» Input for this task:

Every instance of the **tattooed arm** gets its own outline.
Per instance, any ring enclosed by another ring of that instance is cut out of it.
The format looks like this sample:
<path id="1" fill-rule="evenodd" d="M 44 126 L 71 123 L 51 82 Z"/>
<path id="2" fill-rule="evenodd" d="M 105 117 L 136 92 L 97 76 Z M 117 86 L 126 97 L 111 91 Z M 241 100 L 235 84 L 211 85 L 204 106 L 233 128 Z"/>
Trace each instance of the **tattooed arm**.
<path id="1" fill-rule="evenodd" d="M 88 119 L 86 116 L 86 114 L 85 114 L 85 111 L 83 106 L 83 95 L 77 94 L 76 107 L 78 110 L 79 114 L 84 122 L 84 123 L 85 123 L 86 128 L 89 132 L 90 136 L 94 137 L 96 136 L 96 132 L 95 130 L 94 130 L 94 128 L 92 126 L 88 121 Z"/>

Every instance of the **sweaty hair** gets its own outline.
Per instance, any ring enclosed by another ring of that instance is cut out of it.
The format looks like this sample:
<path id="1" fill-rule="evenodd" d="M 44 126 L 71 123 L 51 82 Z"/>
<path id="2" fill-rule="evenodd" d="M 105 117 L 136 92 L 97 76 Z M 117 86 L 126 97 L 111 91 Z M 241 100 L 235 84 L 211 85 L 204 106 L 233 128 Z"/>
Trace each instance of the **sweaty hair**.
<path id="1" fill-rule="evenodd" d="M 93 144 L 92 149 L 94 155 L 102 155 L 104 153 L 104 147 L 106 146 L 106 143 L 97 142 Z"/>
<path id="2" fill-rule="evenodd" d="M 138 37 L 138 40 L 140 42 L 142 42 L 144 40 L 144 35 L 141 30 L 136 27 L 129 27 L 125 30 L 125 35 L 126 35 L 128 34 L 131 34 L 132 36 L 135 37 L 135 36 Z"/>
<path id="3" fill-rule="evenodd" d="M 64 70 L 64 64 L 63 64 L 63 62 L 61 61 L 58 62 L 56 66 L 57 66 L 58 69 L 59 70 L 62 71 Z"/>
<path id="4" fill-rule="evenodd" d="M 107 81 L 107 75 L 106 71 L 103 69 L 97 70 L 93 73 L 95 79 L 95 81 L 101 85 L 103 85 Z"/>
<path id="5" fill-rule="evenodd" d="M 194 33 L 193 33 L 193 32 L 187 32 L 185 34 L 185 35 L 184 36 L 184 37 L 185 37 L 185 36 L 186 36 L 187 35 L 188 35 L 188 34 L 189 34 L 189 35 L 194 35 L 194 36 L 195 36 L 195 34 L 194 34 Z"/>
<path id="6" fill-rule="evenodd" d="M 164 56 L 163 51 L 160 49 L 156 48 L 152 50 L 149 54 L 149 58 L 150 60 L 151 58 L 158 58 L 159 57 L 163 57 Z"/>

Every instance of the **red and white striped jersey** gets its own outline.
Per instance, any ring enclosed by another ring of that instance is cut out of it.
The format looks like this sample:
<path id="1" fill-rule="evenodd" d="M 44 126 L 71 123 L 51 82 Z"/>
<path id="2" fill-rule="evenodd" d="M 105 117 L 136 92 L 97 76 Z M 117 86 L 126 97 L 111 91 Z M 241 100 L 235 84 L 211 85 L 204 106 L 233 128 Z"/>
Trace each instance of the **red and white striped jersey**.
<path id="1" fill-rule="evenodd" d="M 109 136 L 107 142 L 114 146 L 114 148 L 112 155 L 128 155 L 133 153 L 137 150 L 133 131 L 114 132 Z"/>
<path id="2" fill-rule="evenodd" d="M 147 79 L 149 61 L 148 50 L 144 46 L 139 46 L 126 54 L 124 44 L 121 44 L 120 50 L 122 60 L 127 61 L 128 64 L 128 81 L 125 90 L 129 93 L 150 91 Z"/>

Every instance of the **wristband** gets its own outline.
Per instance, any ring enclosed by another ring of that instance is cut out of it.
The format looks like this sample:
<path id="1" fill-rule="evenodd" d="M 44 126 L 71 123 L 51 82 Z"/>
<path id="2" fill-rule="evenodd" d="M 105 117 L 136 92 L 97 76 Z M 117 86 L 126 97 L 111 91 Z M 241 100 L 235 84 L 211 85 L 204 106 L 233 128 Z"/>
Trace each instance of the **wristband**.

» Required work: Quote each line above in full, word for word.

» Right answer:
Every instance of the **tattooed arm** gets its own outline.
Per instance, any ring enclosed by another ring of that instance is cut out of it.
The format looks like this sample:
<path id="1" fill-rule="evenodd" d="M 44 126 L 71 123 L 51 82 Z"/>
<path id="2" fill-rule="evenodd" d="M 105 117 L 136 92 L 97 76 Z M 117 86 L 126 97 L 111 91 Z M 241 100 L 235 84 L 211 85 L 204 106 L 233 128 Z"/>
Trace each instance of the **tattooed arm**.
<path id="1" fill-rule="evenodd" d="M 88 119 L 86 116 L 86 114 L 85 114 L 85 111 L 83 106 L 83 95 L 77 94 L 76 107 L 78 110 L 79 114 L 84 122 L 84 123 L 85 123 L 86 128 L 89 132 L 90 136 L 94 137 L 96 136 L 96 132 L 95 130 L 94 130 L 94 128 L 92 126 L 88 121 Z"/>

Every instance of the **sweaty hair** gets its own outline.
Per instance, any ring enclosed by another ring of that instance is cut out of it.
The format looks like this sample:
<path id="1" fill-rule="evenodd" d="M 44 126 L 71 123 L 51 82 Z"/>
<path id="2" fill-rule="evenodd" d="M 105 117 L 136 92 L 97 76 Z M 117 86 L 126 97 L 111 91 Z M 241 100 L 235 84 L 211 85 L 204 106 L 233 128 Z"/>
Trace each instance of the **sweaty hair**.
<path id="1" fill-rule="evenodd" d="M 93 144 L 92 149 L 94 155 L 102 155 L 104 153 L 104 147 L 106 146 L 106 143 L 97 142 Z"/>
<path id="2" fill-rule="evenodd" d="M 138 37 L 138 40 L 140 42 L 142 42 L 144 40 L 144 35 L 141 30 L 136 27 L 129 27 L 125 30 L 125 35 L 126 35 L 128 34 L 131 34 L 132 36 L 135 37 L 135 36 Z"/>
<path id="3" fill-rule="evenodd" d="M 64 70 L 64 64 L 63 64 L 63 62 L 61 61 L 58 62 L 56 66 L 57 66 L 58 69 L 59 70 L 62 71 Z"/>
<path id="4" fill-rule="evenodd" d="M 107 81 L 107 75 L 106 71 L 103 69 L 97 70 L 93 73 L 95 79 L 95 81 L 101 85 L 103 85 Z"/>
<path id="5" fill-rule="evenodd" d="M 194 33 L 193 33 L 193 32 L 187 32 L 185 34 L 185 35 L 184 36 L 184 37 L 185 37 L 185 36 L 186 36 L 187 35 L 188 35 L 188 34 L 189 34 L 189 35 L 194 35 L 194 36 L 195 36 L 195 34 L 194 34 Z"/>
<path id="6" fill-rule="evenodd" d="M 164 56 L 163 51 L 160 49 L 156 48 L 152 50 L 149 54 L 149 58 L 150 60 L 151 58 L 158 58 L 159 57 L 163 57 Z"/>

Every instance of the **red and white striped jersey** gets its own outline.
Per instance, any ring enclosed by another ring of that instance is cut out of it.
The format looks like this sample:
<path id="1" fill-rule="evenodd" d="M 44 126 L 71 123 L 51 82 Z"/>
<path id="2" fill-rule="evenodd" d="M 105 117 L 136 92 L 97 76 Z M 117 86 L 126 97 L 111 91 Z M 241 100 L 235 84 L 211 85 L 204 106 L 233 128 Z"/>
Trace each instance of the **red and white striped jersey**.
<path id="1" fill-rule="evenodd" d="M 109 136 L 107 142 L 114 146 L 114 148 L 112 155 L 128 155 L 133 153 L 137 150 L 133 131 L 114 132 Z"/>
<path id="2" fill-rule="evenodd" d="M 147 79 L 149 61 L 148 50 L 144 46 L 139 46 L 126 54 L 124 44 L 121 44 L 120 50 L 122 60 L 127 61 L 128 64 L 128 81 L 125 90 L 129 93 L 150 91 Z"/>

Every instance of the **wristband** gets its own outline.
Per instance, any ring enclosed by another ring of that instance is cut out of it.
The format looks like this sample:
<path id="1" fill-rule="evenodd" d="M 44 126 L 71 123 L 51 82 Z"/>
<path id="2" fill-rule="evenodd" d="M 105 117 L 136 92 L 97 76 Z M 117 86 L 126 97 L 111 91 Z M 241 100 L 235 84 L 211 85 L 204 106 L 233 128 Z"/>
Trace each instance of the **wristband**.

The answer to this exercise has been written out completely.